Problem: Using the entries below, write out the line with "positive clicks: (81, 321) (72, 302)", the line with "box: [196, 606, 349, 732]", and every line in between, exactly as each is written.

Records to process:
____
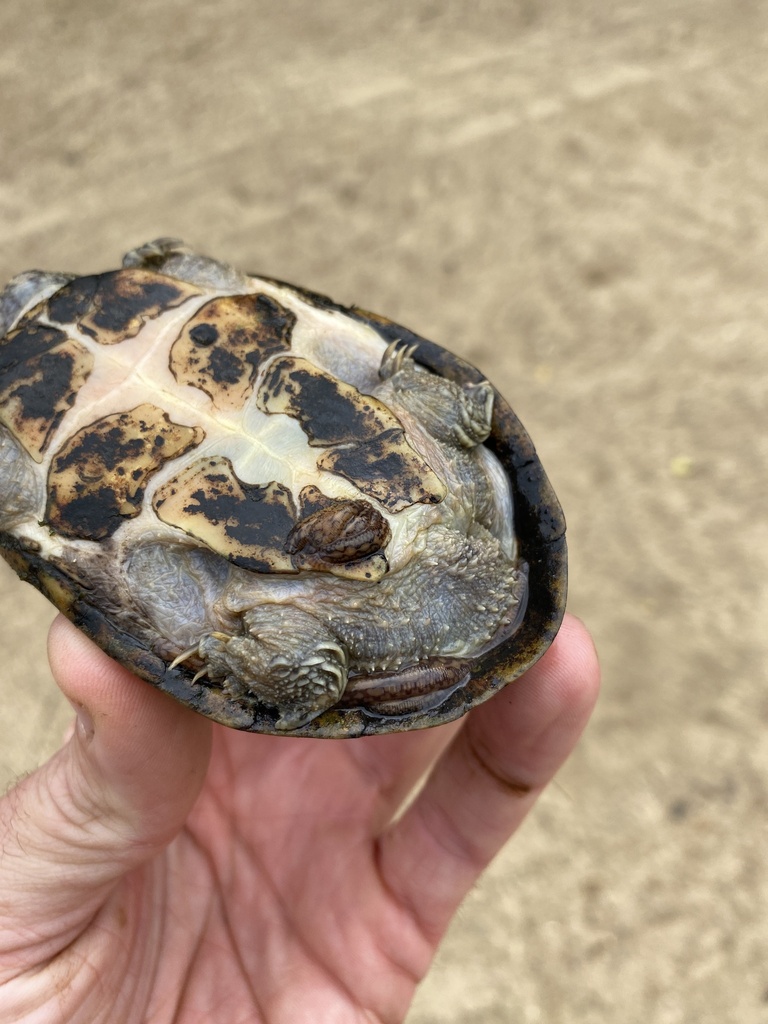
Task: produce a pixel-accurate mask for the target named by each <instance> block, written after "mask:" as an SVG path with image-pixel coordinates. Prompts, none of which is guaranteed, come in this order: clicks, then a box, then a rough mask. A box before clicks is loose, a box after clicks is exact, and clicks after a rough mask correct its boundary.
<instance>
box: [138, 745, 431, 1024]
mask: <svg viewBox="0 0 768 1024" xmlns="http://www.w3.org/2000/svg"><path fill="white" fill-rule="evenodd" d="M414 740H416V742H414ZM420 740H421V742H419V741H420ZM373 744H375V745H378V749H379V750H378V752H376V751H374V750H372V749H371V748H372V743H371V742H370V741H367V745H368V752H367V753H369V757H360V755H359V753H357V752H356V751H355V744H353V743H348V742H338V743H329V742H324V741H322V740H319V741H311V740H310V741H307V740H291V739H282V738H279V739H274V738H267V737H260V738H256V737H252V736H245V737H244V736H241V735H237V734H231V733H225V732H224V731H223V730H218V731H217V733H216V736H215V740H214V752H213V760H212V764H211V767H210V769H209V774H208V779H207V783H206V787H205V790H204V792H203V794H202V795H201V798H200V800H199V802H198V805H197V807H196V808H195V811H194V812H193V814H191V815H190V818H189V820H188V822H187V824H186V826H185V827H184V829H183V830H182V833H181V835H180V836H179V837H178V838H177V840H176V841H175V842H174V843H173V844H172V846H171V847H170V848H169V850H168V851H167V853H166V858H165V868H164V869H165V871H166V872H167V882H166V892H165V898H164V903H165V906H164V910H165V915H166V925H165V930H164V934H163V936H162V937H161V936H160V935H158V938H157V955H156V957H154V958H156V962H157V963H159V964H161V963H162V964H164V966H163V967H162V968H161V971H160V975H159V977H158V979H157V981H158V994H157V995H156V996H155V998H160V999H162V998H163V997H164V993H168V992H172V993H174V995H173V998H178V1002H177V1012H178V1019H180V1020H186V1019H187V1014H188V1018H189V1019H195V1011H196V1010H197V1011H198V1012H200V1011H201V1010H203V1011H205V1012H207V1013H209V1014H210V1013H212V1012H213V1010H214V1009H215V1011H216V1014H217V1017H216V1019H221V1020H226V1021H232V1020H240V1019H243V1020H248V1021H257V1020H259V1021H260V1020H263V1021H270V1022H272V1021H273V1022H283V1021H286V1022H288V1021H303V1020H307V1021H308V1020H311V1021H325V1020H333V1021H340V1022H341V1021H347V1020H348V1021H350V1022H351V1021H357V1020H366V1021H371V1020H375V1019H381V1020H382V1021H388V1020H400V1019H401V1018H402V1017H403V1016H404V1012H406V1009H407V1008H408V1005H409V1002H410V1000H411V997H412V995H413V991H414V988H415V986H416V984H417V982H418V980H419V979H420V978H421V976H422V975H423V974H424V972H425V971H426V969H427V967H428V964H429V961H430V958H431V954H432V952H433V948H434V945H436V942H437V938H438V936H437V935H434V936H433V937H432V938H428V937H427V935H425V934H424V932H423V931H422V926H421V925H420V923H419V922H418V920H417V919H416V916H415V913H414V912H412V911H411V910H410V909H409V908H407V907H406V906H404V905H402V903H401V902H400V901H399V900H398V898H397V896H396V895H395V893H394V892H392V891H391V890H389V889H388V887H387V881H386V879H385V878H384V877H383V873H382V864H381V862H380V856H381V842H380V840H379V833H380V830H381V829H382V826H383V825H384V824H385V823H386V822H387V820H388V819H389V817H390V816H391V814H392V813H393V811H394V809H395V808H396V806H397V804H398V803H399V800H400V797H401V793H402V784H403V782H404V783H406V784H407V785H408V784H410V781H411V777H412V773H413V769H415V768H417V767H420V765H419V764H418V763H419V762H421V761H422V758H423V756H424V754H427V755H428V754H429V752H431V750H432V749H433V748H434V745H435V741H434V739H432V737H428V736H426V735H424V736H406V737H385V738H383V739H378V740H374V741H373ZM357 745H358V746H359V744H357ZM387 746H388V748H389V750H388V751H387V750H385V748H387ZM409 746H410V748H411V751H406V748H409ZM395 749H396V751H395ZM377 753H380V754H381V755H382V757H381V758H380V757H377ZM393 754H396V755H397V758H398V760H400V759H402V758H404V760H410V762H411V764H410V765H409V766H407V770H406V771H404V772H402V774H401V775H400V777H399V778H397V779H390V778H389V777H388V776H389V771H388V768H389V767H391V765H390V764H388V758H389V755H393ZM370 755H373V757H371V756H370ZM414 761H416V762H417V764H414ZM409 768H411V769H412V770H411V771H409V770H408V769H409ZM169 940H170V942H171V943H172V948H174V949H175V954H170V955H169V953H170V950H169V946H168V943H169ZM168 972H173V973H175V974H176V977H174V978H170V977H167V976H166V977H164V976H163V975H164V974H165V975H167V974H168ZM179 992H180V993H181V994H180V995H179V994H178V993H179ZM369 1014H373V1015H374V1016H369ZM161 1016H162V1015H161ZM151 1019H152V1018H151Z"/></svg>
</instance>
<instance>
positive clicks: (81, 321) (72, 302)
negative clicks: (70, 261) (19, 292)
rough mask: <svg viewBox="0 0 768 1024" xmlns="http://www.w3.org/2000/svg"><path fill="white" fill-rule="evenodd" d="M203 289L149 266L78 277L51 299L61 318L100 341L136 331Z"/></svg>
mask: <svg viewBox="0 0 768 1024" xmlns="http://www.w3.org/2000/svg"><path fill="white" fill-rule="evenodd" d="M199 294H200V289H199V288H196V287H195V286H193V285H187V284H185V283H183V282H178V281H173V280H172V279H171V278H165V276H163V275H162V274H158V273H151V272H148V271H146V270H137V269H130V270H112V271H110V272H108V273H98V274H92V275H90V276H87V278H76V279H75V281H72V282H70V284H69V285H65V287H63V288H61V289H59V290H58V291H57V292H55V293H54V294H53V295H52V296H51V297H50V298H49V299H48V302H47V310H48V316H49V318H50V319H51V321H53V322H54V323H56V324H77V326H78V327H79V328H80V330H81V331H82V332H83V333H84V334H87V335H88V336H89V337H91V338H93V339H94V340H95V341H97V342H98V343H99V344H100V345H116V344H119V343H120V342H122V341H125V340H126V339H128V338H132V337H134V336H135V335H136V334H138V332H139V331H140V330H141V326H142V324H144V323H145V322H146V321H147V319H153V318H154V317H156V316H159V315H160V314H161V313H163V312H165V311H166V310H167V309H173V308H174V307H176V306H179V305H181V303H182V302H185V301H186V300H187V299H188V298H190V297H191V296H193V295H199Z"/></svg>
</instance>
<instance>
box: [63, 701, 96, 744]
mask: <svg viewBox="0 0 768 1024" xmlns="http://www.w3.org/2000/svg"><path fill="white" fill-rule="evenodd" d="M68 699H69V698H68ZM70 705H71V706H72V708H73V710H74V711H75V714H76V715H77V719H76V722H75V731H76V732H77V735H78V738H79V739H80V740H82V742H84V743H88V742H90V740H91V739H92V738H93V733H94V732H95V729H94V727H93V719H92V718H91V714H90V712H89V711H88V709H87V708H86V707H85V705H79V703H75V701H74V700H70Z"/></svg>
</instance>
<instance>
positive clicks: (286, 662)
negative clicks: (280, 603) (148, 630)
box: [196, 606, 349, 732]
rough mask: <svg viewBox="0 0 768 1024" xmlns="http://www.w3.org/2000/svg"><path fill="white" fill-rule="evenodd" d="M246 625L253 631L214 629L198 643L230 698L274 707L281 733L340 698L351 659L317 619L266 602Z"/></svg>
mask: <svg viewBox="0 0 768 1024" xmlns="http://www.w3.org/2000/svg"><path fill="white" fill-rule="evenodd" d="M244 625H245V626H246V628H247V629H248V631H249V632H247V633H244V634H242V635H240V636H226V635H224V634H221V633H211V634H209V635H208V636H206V637H204V638H203V639H202V640H201V642H200V646H199V651H200V655H201V657H203V658H204V659H205V663H206V665H205V668H204V670H203V674H204V673H207V674H208V676H209V677H210V679H211V681H212V682H213V683H218V684H219V685H220V686H221V687H222V689H223V690H224V692H225V693H226V694H227V696H229V697H230V698H231V699H233V700H239V701H244V702H245V703H248V702H250V701H253V700H255V701H258V702H259V703H262V705H266V706H267V707H268V708H273V709H274V710H275V711H276V712H278V715H279V719H278V722H276V725H275V728H276V729H279V730H280V731H281V732H288V731H291V730H292V729H298V728H300V727H301V726H302V725H306V723H307V722H310V721H311V720H312V719H313V718H316V717H317V715H321V714H322V713H323V712H324V711H327V710H328V709H329V708H332V707H333V706H334V705H335V703H336V702H337V701H338V700H339V698H340V697H341V695H342V693H343V692H344V689H345V687H346V684H347V669H348V664H349V657H348V654H347V651H346V649H345V648H344V647H343V646H342V645H341V644H340V643H338V642H337V641H336V640H335V638H333V637H332V636H329V634H328V633H327V632H326V631H325V630H324V629H323V627H322V626H321V624H319V623H318V622H317V621H316V620H314V618H312V617H311V616H310V615H307V614H304V613H303V612H300V611H298V610H297V609H295V608H289V607H285V608H281V607H279V606H271V607H270V606H262V607H260V608H254V609H252V610H251V611H249V612H247V613H246V615H245V616H244ZM201 674H202V673H198V675H197V676H196V679H198V678H200V676H201Z"/></svg>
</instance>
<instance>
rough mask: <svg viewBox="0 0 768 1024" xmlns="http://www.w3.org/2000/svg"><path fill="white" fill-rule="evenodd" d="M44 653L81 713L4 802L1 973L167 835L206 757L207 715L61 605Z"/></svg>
mask: <svg viewBox="0 0 768 1024" xmlns="http://www.w3.org/2000/svg"><path fill="white" fill-rule="evenodd" d="M48 653H49V658H50V663H51V669H52V672H53V676H54V678H55V680H56V682H57V683H58V685H59V687H60V688H61V690H62V691H63V693H65V695H66V696H67V697H68V698H69V700H70V701H71V703H72V705H73V706H74V707H75V708H76V709H77V711H78V722H77V725H76V727H75V729H74V730H73V733H72V735H71V737H70V739H69V740H68V742H67V743H66V744H65V745H63V746H62V748H61V750H60V751H59V752H58V753H57V754H56V755H54V756H53V758H51V760H50V761H48V762H47V763H46V764H45V765H43V766H42V767H41V768H40V769H38V770H37V771H36V772H34V773H33V774H31V775H29V776H28V777H27V778H25V779H24V780H23V781H22V782H20V783H18V784H17V785H16V786H15V787H14V788H13V790H11V791H10V792H9V793H8V794H7V796H6V797H5V798H4V799H3V800H2V801H0V893H2V898H1V899H0V981H1V980H3V979H6V978H8V977H9V976H14V975H16V974H18V973H19V972H22V971H25V970H28V969H30V968H31V967H34V966H36V965H37V964H40V963H42V962H43V961H45V959H47V958H49V957H51V956H53V955H55V954H56V953H57V952H58V951H59V950H60V949H62V948H63V947H65V946H66V945H68V944H69V943H70V942H71V941H72V940H73V938H74V937H75V936H77V935H78V934H79V933H80V932H81V931H82V929H83V928H84V927H85V925H86V924H87V923H88V922H89V921H90V920H91V919H92V918H93V915H94V913H95V912H96V910H97V909H98V907H99V906H100V905H101V904H102V903H103V901H104V900H105V899H106V897H108V895H109V894H110V892H111V890H112V888H113V887H114V885H115V884H116V882H117V881H118V880H119V879H120V878H121V877H122V876H124V874H125V873H126V872H128V871H130V870H131V869H132V868H135V867H137V866H138V865H140V864H141V863H143V862H145V861H146V860H148V859H150V858H152V857H153V856H154V855H155V854H157V853H158V852H159V851H160V850H162V849H163V847H164V846H166V845H167V844H168V843H169V842H170V841H171V840H172V839H173V837H174V836H175V835H176V834H177V833H178V831H179V829H180V828H181V826H182V824H183V822H184V820H185V818H186V815H187V813H188V811H189V809H190V807H191V805H193V804H194V802H195V800H196V798H197V796H198V794H199V793H200V790H201V787H202V784H203V781H204V779H205V774H206V769H207V767H208V758H209V753H210V737H211V724H210V722H207V721H206V720H205V719H203V718H201V717H200V716H198V715H195V714H193V713H191V712H189V711H188V710H187V709H185V708H183V707H181V706H180V705H177V703H176V702H175V701H174V700H172V699H171V698H170V697H168V696H167V695H166V694H164V693H161V692H160V691H159V690H155V689H154V688H153V687H151V686H148V685H147V684H146V683H145V682H143V681H142V680H140V679H138V678H137V677H136V676H134V675H133V674H132V673H130V672H128V671H127V670H125V669H123V668H121V667H120V666H119V665H117V663H115V662H113V660H112V658H110V657H108V656H106V654H104V653H103V652H102V651H101V650H99V649H98V648H97V647H96V646H95V645H94V644H92V643H91V641H90V640H88V639H87V638H86V637H85V636H84V635H83V634H82V633H80V632H79V631H78V630H76V629H75V627H74V626H72V625H71V624H70V623H69V622H68V621H67V620H66V618H63V616H61V615H59V616H58V617H57V618H56V620H55V622H54V623H53V626H52V627H51V631H50V635H49V638H48Z"/></svg>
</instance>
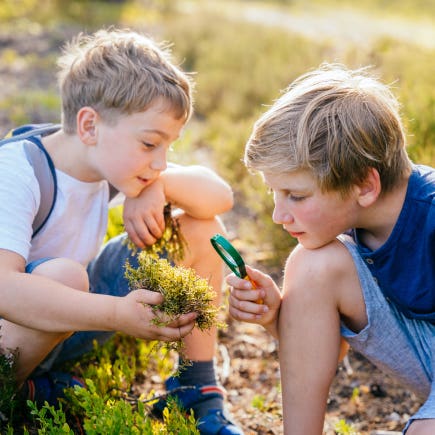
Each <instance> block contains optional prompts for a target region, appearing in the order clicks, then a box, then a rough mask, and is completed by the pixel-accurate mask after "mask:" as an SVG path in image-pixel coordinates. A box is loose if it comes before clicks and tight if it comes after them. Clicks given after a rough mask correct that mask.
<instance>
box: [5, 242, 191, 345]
mask: <svg viewBox="0 0 435 435" xmlns="http://www.w3.org/2000/svg"><path fill="white" fill-rule="evenodd" d="M0 298H1V301H2V303H1V307H0V316H1V317H3V318H5V319H7V320H9V321H11V322H14V323H17V324H19V325H23V326H26V327H29V328H33V329H37V330H41V331H51V332H68V331H83V330H104V331H122V332H124V333H127V334H130V335H134V336H136V337H139V338H144V339H150V338H151V339H159V340H170V339H178V338H179V337H180V332H181V331H180V330H179V329H178V327H179V326H180V327H181V330H182V331H183V333H184V334H186V333H188V332H189V331H190V330H191V329H192V327H193V323H192V322H193V320H194V318H195V314H194V313H191V314H188V315H187V316H186V317H184V316H182V317H180V319H178V320H177V321H174V325H171V326H170V327H165V328H160V327H158V326H155V325H154V324H153V323H152V319H153V318H154V317H155V314H154V313H153V312H152V309H151V306H150V305H155V304H158V303H160V302H161V301H162V296H161V295H160V294H157V293H155V292H151V291H147V290H137V291H134V292H131V293H129V294H128V295H127V296H125V297H114V296H106V295H97V294H91V293H87V292H82V291H78V290H75V289H73V288H71V287H68V286H65V285H62V284H60V283H58V282H56V281H53V280H51V279H48V278H45V277H43V276H38V275H30V274H27V273H24V260H23V258H22V257H21V256H19V255H18V254H15V253H13V252H11V251H7V250H0Z"/></svg>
____
Exercise solution:
positive clicks: (81, 321) (72, 302)
negative clicks: (70, 261) (19, 292)
rough mask: <svg viewBox="0 0 768 1024" xmlns="http://www.w3.org/2000/svg"><path fill="white" fill-rule="evenodd" d="M203 289L149 266L78 277L51 299L61 318L100 341L136 331Z"/></svg>
mask: <svg viewBox="0 0 768 1024" xmlns="http://www.w3.org/2000/svg"><path fill="white" fill-rule="evenodd" d="M199 294H200V289H199V288H196V287H195V286H193V285H187V284H185V283H183V282H178V281H173V280H172V279H171V278H165V276H163V275H162V274H158V273H151V272H148V271H146V270H137V269H130V270H112V271H110V272H108V273H98V274H92V275H90V276H87V278H76V279H75V281H72V282H70V284H69V285H65V287H63V288H61V289H59V290H58V291H57V292H55V293H54V294H53V295H52V296H51V297H50V298H49V299H48V302H47V310H48V316H49V318H50V319H51V321H53V322H54V323H56V324H77V326H78V327H79V328H80V330H81V331H82V332H83V333H84V334H87V335H88V336H89V337H91V338H93V339H94V340H95V341H97V342H98V343H99V344H100V345H116V344H119V343H120V342H122V341H125V340H126V339H128V338H132V337H134V336H135V335H136V334H138V332H139V331H140V330H141V326H142V324H144V323H145V322H146V321H147V319H153V318H154V317H156V316H159V315H160V314H161V313H163V312H165V311H166V310H167V309H173V308H174V307H176V306H179V305H181V303H182V302H185V301H186V300H187V299H188V298H190V297H191V296H193V295H199Z"/></svg>
</instance>
<instance>
box: [63, 701, 96, 744]
mask: <svg viewBox="0 0 768 1024" xmlns="http://www.w3.org/2000/svg"><path fill="white" fill-rule="evenodd" d="M68 699H69V698H68ZM70 705H71V706H72V708H73V710H74V711H75V714H76V715H77V719H76V722H75V731H76V732H77V735H78V738H79V739H80V740H82V742H84V743H88V742H90V740H91V739H92V738H93V733H94V732H95V729H94V727H93V719H92V718H91V714H90V712H89V711H88V709H87V708H86V707H85V705H79V703H75V701H74V700H70Z"/></svg>
</instance>
<instance>
positive clicks: (286, 662)
negative clicks: (280, 603) (148, 630)
box: [196, 606, 349, 732]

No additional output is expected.